● Work instructions: Transcribe the entries below exactly.

● Supplied records:
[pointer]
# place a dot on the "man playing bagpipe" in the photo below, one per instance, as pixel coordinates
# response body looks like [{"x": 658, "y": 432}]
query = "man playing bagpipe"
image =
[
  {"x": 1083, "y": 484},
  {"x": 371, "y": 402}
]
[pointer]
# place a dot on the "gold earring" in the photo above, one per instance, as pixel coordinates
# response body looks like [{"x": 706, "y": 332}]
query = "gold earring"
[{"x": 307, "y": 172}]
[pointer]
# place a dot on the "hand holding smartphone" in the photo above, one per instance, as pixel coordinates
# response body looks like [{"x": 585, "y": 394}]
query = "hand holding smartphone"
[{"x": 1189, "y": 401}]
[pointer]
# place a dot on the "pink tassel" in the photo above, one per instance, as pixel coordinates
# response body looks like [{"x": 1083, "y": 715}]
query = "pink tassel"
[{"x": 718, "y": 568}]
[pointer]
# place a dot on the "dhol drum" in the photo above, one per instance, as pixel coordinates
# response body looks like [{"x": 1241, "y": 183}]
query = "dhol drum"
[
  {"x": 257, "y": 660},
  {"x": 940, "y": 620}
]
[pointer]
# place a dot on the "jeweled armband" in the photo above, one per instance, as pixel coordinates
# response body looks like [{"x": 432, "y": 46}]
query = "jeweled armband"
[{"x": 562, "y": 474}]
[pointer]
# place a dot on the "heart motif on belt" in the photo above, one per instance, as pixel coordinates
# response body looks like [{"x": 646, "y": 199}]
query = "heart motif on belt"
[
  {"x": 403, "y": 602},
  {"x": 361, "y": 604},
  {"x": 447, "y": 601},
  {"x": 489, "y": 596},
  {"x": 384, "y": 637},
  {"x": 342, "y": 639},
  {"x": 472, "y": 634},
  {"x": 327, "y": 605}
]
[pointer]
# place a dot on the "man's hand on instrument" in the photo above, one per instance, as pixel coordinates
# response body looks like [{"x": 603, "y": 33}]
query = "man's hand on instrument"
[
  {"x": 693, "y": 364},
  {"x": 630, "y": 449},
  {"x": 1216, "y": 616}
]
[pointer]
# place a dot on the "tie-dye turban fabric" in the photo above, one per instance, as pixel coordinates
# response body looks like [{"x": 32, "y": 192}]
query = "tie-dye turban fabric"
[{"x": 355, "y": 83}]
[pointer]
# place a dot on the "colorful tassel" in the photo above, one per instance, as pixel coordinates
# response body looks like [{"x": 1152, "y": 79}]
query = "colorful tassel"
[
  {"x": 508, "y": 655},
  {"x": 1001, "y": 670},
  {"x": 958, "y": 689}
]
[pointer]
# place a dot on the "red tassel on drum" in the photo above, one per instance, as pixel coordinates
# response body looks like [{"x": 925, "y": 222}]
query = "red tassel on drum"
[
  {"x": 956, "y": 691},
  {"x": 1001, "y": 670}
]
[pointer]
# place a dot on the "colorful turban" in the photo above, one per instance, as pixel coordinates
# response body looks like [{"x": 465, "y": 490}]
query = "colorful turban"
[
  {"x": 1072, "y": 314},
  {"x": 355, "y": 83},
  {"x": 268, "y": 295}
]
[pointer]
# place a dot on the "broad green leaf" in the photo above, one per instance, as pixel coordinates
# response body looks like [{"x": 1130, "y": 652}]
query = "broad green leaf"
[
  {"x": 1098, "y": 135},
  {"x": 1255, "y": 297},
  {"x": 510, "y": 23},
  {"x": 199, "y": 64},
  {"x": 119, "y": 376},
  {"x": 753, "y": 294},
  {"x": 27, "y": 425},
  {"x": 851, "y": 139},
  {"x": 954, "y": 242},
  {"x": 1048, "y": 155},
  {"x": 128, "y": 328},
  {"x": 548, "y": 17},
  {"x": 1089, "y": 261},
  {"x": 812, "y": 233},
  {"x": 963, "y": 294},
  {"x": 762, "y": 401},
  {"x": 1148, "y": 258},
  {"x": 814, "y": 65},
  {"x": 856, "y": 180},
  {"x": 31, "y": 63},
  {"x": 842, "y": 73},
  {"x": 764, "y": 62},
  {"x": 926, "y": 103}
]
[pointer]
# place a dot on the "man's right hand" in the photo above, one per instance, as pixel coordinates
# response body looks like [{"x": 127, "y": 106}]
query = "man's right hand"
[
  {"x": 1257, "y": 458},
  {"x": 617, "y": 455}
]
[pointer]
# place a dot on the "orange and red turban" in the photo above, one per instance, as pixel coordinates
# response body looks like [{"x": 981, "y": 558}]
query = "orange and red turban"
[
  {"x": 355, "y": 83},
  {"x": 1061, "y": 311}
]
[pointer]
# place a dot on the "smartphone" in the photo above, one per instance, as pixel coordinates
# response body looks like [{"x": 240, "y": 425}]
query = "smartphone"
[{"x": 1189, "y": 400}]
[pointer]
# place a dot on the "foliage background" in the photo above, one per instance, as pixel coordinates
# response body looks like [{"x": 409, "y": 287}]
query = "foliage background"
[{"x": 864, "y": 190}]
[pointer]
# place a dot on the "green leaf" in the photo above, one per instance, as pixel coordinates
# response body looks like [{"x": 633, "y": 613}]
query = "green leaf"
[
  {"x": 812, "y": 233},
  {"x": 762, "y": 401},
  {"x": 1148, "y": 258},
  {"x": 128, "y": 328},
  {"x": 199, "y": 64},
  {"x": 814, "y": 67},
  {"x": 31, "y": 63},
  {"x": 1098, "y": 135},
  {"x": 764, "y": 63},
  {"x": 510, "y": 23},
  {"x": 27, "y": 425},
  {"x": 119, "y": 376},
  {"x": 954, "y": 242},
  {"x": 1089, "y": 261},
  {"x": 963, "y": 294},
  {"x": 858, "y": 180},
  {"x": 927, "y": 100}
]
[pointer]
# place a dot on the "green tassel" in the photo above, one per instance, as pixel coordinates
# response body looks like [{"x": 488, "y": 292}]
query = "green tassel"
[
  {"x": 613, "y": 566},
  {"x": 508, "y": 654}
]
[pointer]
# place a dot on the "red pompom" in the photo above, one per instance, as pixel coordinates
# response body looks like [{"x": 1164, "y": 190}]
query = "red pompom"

● Answer to the exercise:
[pointer]
# place a dot on the "man playing bagpipe" in the photo below, one per instance, as pixel coordinates
# response body looks like [{"x": 658, "y": 432}]
query = "man playing bagpipe"
image =
[
  {"x": 1083, "y": 484},
  {"x": 371, "y": 402}
]
[pointer]
# place a dot on the "gold earring" in the photo above, one per instance, as pixel coordinates
# response body looks like [{"x": 706, "y": 332}]
query = "gold earring"
[{"x": 307, "y": 172}]
[pointer]
# place a dot on the "hand holding smartphone" in the photo above, one per instance, as pixel coordinates
# response body looks like [{"x": 585, "y": 394}]
query = "hand holding smartphone"
[{"x": 1189, "y": 401}]
[pointer]
# place a dot on the "pink tassel" in the photo above, one per instance, as pixel coordinates
# response body looks like [{"x": 1083, "y": 715}]
query = "pink tassel"
[{"x": 718, "y": 568}]
[pointer]
# place a dot on the "dhol drum" in the photo above, one per instance, as pixel coordinates
# response body looks like [{"x": 1241, "y": 183}]
query = "dhol drum"
[
  {"x": 257, "y": 660},
  {"x": 940, "y": 620}
]
[pointer]
# place a dot on the "jeweled armband" in the photo above, one per instance, as pixel coordinates
# response body looks like [{"x": 432, "y": 46}]
query = "jeweled armband"
[{"x": 562, "y": 474}]
[pointer]
# place a dot on the "heart motif on belt" in the photo above, one per instance, as pixel coordinates
# response body looks like [{"x": 646, "y": 199}]
query = "heart motif on belt"
[
  {"x": 403, "y": 602},
  {"x": 361, "y": 604},
  {"x": 447, "y": 601},
  {"x": 489, "y": 596},
  {"x": 384, "y": 637},
  {"x": 342, "y": 639},
  {"x": 472, "y": 634},
  {"x": 327, "y": 605}
]
[pointer]
# place a dot on the "man's hand on instrument" in the photo above, one per instance, as pixel coordinates
# response body looks like [{"x": 603, "y": 33}]
query = "man's hand on instrument"
[
  {"x": 693, "y": 364},
  {"x": 630, "y": 449},
  {"x": 1216, "y": 616}
]
[pointer]
# place a dot on the "tie-dye turban fabric" in the photo above, one per instance, as pixel coordinates
# response body looks like [{"x": 32, "y": 192}]
query = "tie-dye turban fabric"
[{"x": 355, "y": 83}]
[pointer]
# place a dot on the "colorful tassel" in the photo above, one per instance, as pixel coordinates
# response body looks like [{"x": 1152, "y": 79}]
query = "colorful tassel"
[
  {"x": 508, "y": 655},
  {"x": 1001, "y": 670},
  {"x": 958, "y": 689}
]
[pointer]
# place a dot on the "red tassel on drum" in the photo above, one per instance, as pixel coordinates
# response body looks like [{"x": 925, "y": 222}]
query = "red tassel on drum"
[
  {"x": 956, "y": 691},
  {"x": 1001, "y": 670}
]
[pointer]
# place a dot on the "colorful turban" in the photo above, one per instance, as pixel coordinates
# response body looks like [{"x": 465, "y": 490}]
query = "colorful turban"
[
  {"x": 1072, "y": 314},
  {"x": 355, "y": 83},
  {"x": 268, "y": 295}
]
[pointer]
# place a dot on the "broad green leaf" in the photo above, one per instance, as pixel coordinates
# response body looks like [{"x": 1130, "y": 652}]
query = "broad green leaf"
[
  {"x": 1098, "y": 135},
  {"x": 1255, "y": 297},
  {"x": 510, "y": 23},
  {"x": 199, "y": 64},
  {"x": 119, "y": 376},
  {"x": 753, "y": 294},
  {"x": 27, "y": 425},
  {"x": 851, "y": 139},
  {"x": 954, "y": 242},
  {"x": 1048, "y": 155},
  {"x": 128, "y": 328},
  {"x": 548, "y": 17},
  {"x": 1089, "y": 261},
  {"x": 812, "y": 233},
  {"x": 963, "y": 294},
  {"x": 762, "y": 401},
  {"x": 1148, "y": 258},
  {"x": 814, "y": 65},
  {"x": 856, "y": 180},
  {"x": 31, "y": 63},
  {"x": 842, "y": 73},
  {"x": 764, "y": 62},
  {"x": 926, "y": 103}
]
[pointer]
# place a dot on the "man's right hand" in the photo above, one per instance, as pixel coordinates
# response body looks like [{"x": 127, "y": 106}]
query = "man's right hand"
[
  {"x": 1257, "y": 458},
  {"x": 617, "y": 455}
]
[pointer]
# place a dot on the "orange and red turban" in the photo above, one per instance, as pixel coordinates
# response body looks like [{"x": 981, "y": 558}]
query = "orange and red turban"
[
  {"x": 355, "y": 83},
  {"x": 1061, "y": 311}
]
[pointer]
# place a dot on the "smartphone" in the photo above, one per instance, as pixel coordinates
# response body looks like [{"x": 240, "y": 425}]
query = "smartphone"
[{"x": 1189, "y": 400}]
[pointer]
# place a dot on the "foliage background" in the photo above, one per instance, as pixel coordinates
# response body looks like [{"x": 409, "y": 287}]
query = "foliage background"
[{"x": 864, "y": 190}]
[pointer]
# place a dot on the "green leaf" in the photo above, one per instance, as pixel coordinates
# response body looks like [{"x": 633, "y": 613}]
query = "green leaf"
[
  {"x": 812, "y": 233},
  {"x": 762, "y": 401},
  {"x": 1148, "y": 258},
  {"x": 128, "y": 328},
  {"x": 199, "y": 64},
  {"x": 814, "y": 67},
  {"x": 31, "y": 63},
  {"x": 1098, "y": 135},
  {"x": 764, "y": 63},
  {"x": 510, "y": 23},
  {"x": 27, "y": 425},
  {"x": 119, "y": 376},
  {"x": 954, "y": 242},
  {"x": 1089, "y": 261},
  {"x": 963, "y": 294},
  {"x": 858, "y": 180},
  {"x": 927, "y": 100}
]
[pointer]
# place a dot on the "green tassel" in the photo above, one per instance, as pixel coordinates
# response body looks like [{"x": 488, "y": 292}]
query = "green tassel"
[
  {"x": 613, "y": 566},
  {"x": 508, "y": 654}
]
[pointer]
# place a dot on the "red pompom" in the photo above, one per instance, as pixel coordinates
# response body looks like [{"x": 1164, "y": 190}]
query = "red pompom"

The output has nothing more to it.